* Trecho selecionado
Aquele impulso todo de destruição, indicado por seu Urano-Plutão, vai explodir na casa 4 da carta astrológica de Curitiba. A casa 4 representa valores profundamente enraizados num mapa em questão. No caso, uma vida comedida e baseada no trabalho representado pelo signo que ocupa este lugar, Virgem. Os valores da classe média que Marcos fez questão de mostrar o quanto é mediana e medíocre. É como se Plutão de Marcos, ali localizado, mostrasse todos os podres que são mantidos em segredo. Sabe quem também fez isso por ter essa mesma situação do seu mapa incidindo sobre o mapa de Salvador? Gregório de Mattos.
Marcos Prado se identificava muito com o espírito do Gregório. Principalmente com aquele da boca suja, da ironia violenta, do destruidor que o fez ganhar o singelo codinome de Boca do Inferno. Essa semelhança se vê no resgate do soneto movido a mote tão comuns a Gregório. Aliás, outra rebeldia, numa época que a “poesia concreta” (que ele odiava) e o hai-cai estavam virando regra.

* Material apresentado
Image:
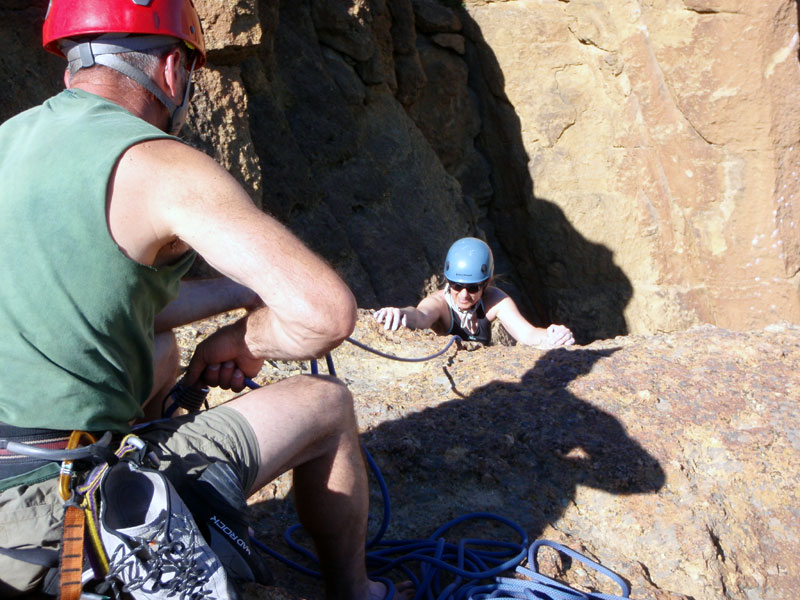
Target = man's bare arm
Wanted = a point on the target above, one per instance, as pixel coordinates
...
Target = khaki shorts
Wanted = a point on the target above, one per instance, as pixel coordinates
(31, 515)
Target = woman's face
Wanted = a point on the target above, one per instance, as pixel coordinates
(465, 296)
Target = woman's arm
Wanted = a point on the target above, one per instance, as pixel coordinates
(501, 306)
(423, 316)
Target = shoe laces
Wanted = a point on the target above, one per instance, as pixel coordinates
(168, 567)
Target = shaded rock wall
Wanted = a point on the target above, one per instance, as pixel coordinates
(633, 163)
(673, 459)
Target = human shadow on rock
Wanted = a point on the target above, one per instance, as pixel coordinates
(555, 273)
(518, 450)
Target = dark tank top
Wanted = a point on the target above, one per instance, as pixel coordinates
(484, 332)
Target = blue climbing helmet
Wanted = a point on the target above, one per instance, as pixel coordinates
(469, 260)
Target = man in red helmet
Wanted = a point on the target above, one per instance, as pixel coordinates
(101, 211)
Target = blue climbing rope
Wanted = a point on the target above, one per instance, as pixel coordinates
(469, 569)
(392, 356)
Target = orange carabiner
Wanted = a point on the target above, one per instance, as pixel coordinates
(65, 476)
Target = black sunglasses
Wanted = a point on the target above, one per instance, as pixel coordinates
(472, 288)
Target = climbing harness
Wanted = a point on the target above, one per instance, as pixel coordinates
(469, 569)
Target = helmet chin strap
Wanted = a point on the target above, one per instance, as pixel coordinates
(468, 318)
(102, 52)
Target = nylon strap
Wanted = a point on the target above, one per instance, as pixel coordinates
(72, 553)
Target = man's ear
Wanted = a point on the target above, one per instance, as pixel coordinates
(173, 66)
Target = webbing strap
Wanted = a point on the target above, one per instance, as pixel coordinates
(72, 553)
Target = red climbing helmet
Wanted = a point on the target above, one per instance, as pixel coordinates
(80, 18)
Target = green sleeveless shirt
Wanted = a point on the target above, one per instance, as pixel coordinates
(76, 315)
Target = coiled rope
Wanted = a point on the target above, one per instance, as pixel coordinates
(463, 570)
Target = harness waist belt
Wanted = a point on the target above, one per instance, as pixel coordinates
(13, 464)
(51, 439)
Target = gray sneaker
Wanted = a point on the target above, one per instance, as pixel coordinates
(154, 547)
...
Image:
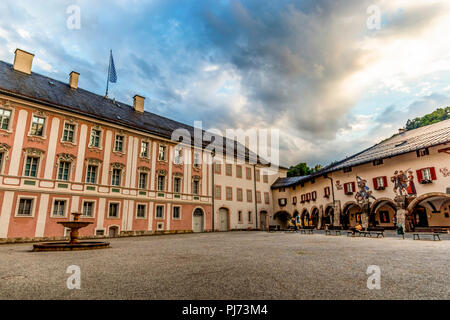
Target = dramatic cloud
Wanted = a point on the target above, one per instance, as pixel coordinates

* Trabalho pedido
(a) Segundo o trecho selecionado, qual signo ocupa a casa 4 da carta astrológica de Curitiba?
(b) Por favor, repita sem alterações a passagem do trecho selecionado que vai de "Aquele impulso todo" a "Gregório de Mattos.".

* Respostas por tarefa
(a) Virgem.

(b)
Aquele impulso todo de destruição, indicado por seu Urano-Plutão, vai explodir na casa 4 da carta astrológica de Curitiba. A casa 4 representa valores profundamente enraizados num mapa em questão. No caso, uma vida comedida e baseada no trabalho representado pelo signo que ocupa este lugar, Virgem. Os valores da classe média que Marcos fez questão de mostrar o quanto é mediana e medíocre. É como se Plutão de Marcos, ali localizado, mostrasse todos os podres que são mantidos em segredo. Sabe quem também fez isso por ter essa mesma situação do seu mapa incidindo sobre o mapa de Salvador? Gregório de Mattos.